Objetivo A:
Edita las filas de más abajo sustituyendo "dark rock" por "gray rock" y deja todo lo demás igual.

El fin de la
guerra
Tanto el país
como su Estado, su sociedad, sus instituciones y los actores del conflicto
interno todavía no están suficientemente maduros para afrontar la terminación
del conflicto militar interno colombiano.
Por Libardo
Orejuela Díaz (*)
Finalizada
la campaña electoral por la Presidencia, copada por tintes de inaudita
polarización, ardides inadmisibles y extralimitadas audacias, una cosa, entre
muchas, quedó clara: el agotamiento emocional por la guerra, derivado de la
terrible mortandad conocida, de la barbarización del encono bélico, de la
afectación de la población civil no combatiente y de los réditos económicos
generados por los juegos de poder, ha conducido a una especie de referendo
fáctico por el fin de la guerra y tras la esperanza de alcanzarlo, si nos
atenemos a la evolución de la Mesa de La Habana y a los pronunciamientos sobre
una situación similar con la guerrilla del ELN, abre una densa discusión sobre
la fase posterior, que sigue a la terminación del conflicto militar interno.
¿Están
el país, su Estado, su sociedad, sus instituciones, los mismos confrontantes
directos, preparados con suficiencia para afrontar dicha fase? Certeramente la
respuesta es NO. Pero lo difícil no
asimila lo imposible. Lo que aún no ha sido del todo superado en El Salvador,
después de los acuerdos de Chapultepec en 1992, 22 largos años, no va a
lograrse entre nosotros de veloz manera. Hay que construir una política para el
pos que implica insumos insoslayables, estrategias de consideración y acciones
a implementar, lo cual conlleva la participación de la más amplia voluntad
consensuada y el desarrollo de una nueva cultura de observación y aprehensión
del otro, dinamizada por la transigencia, una dimensión horizontal del poder y
una estima integral de la democracia que sobrepase los lineamientos meramente
formales o liberales de la misma para atender derechos sociales, económicos y
culturales que la hagan plenamente accesible y
profundamente deseable.
Dada
la existencia de varios factores de crisis no solo para acordar el fin de la
disputa militar sino igualmente el paulatino recobro de la convivencia y así la
edificación de la paz, que deben ser atendidos como insumos cardinales. El primero de ellos, sin que este orden
implique un rango de importancia, reside en la confianza, la aceptación de la
buena fe y la voluntad expedita del otro. Los insucesos del pasado, verbigracia
los atinentes a Guadalupe Salcedo, Carlos Pizarro León Gómez y Bernardo
Jaramillo Ossa, detonan aún ecos que fracturan la confiabilidad en el proceso
por venir. ¿Y esta percepción se va eslabonando con el asunto de las armas,
entrega? ¿Destrucción? ¿Simple inmovilización?

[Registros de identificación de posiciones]

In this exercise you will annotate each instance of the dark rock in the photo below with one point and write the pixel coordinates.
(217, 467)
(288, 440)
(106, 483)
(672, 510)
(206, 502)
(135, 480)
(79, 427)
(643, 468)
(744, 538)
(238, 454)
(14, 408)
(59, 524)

Objetivo B:
Resume en dos oraciones el texto sobre el fin de la guerra.

Solución completa A:
In this exercise you will annotate each instance of the gray rock in the photo below with one point and write the pixel coordinates.
(217, 467)
(288, 440)
(106, 483)
(672, 510)
(206, 502)
(135, 480)
(79, 427)
(643, 468)
(744, 538)
(238, 454)
(14, 408)
(59, 524)

Solución completa B:
Tras la campaña presidencial, el agotamiento emocional por la guerra condujo a una especie de referendo fáctico por su fin y abrió una densa discusión sobre la fase que sigue a la terminación del conflicto militar interno colombiano. Según el texto, ni el país ni su Estado, su sociedad, sus instituciones o los actores del conflicto están preparados para esa fase, por lo que hay que construir una política con amplio consenso y una nueva cultura de aceptación del otro, y el primer factor de crisis es la confianza, fracturada aún por hechos del pasado.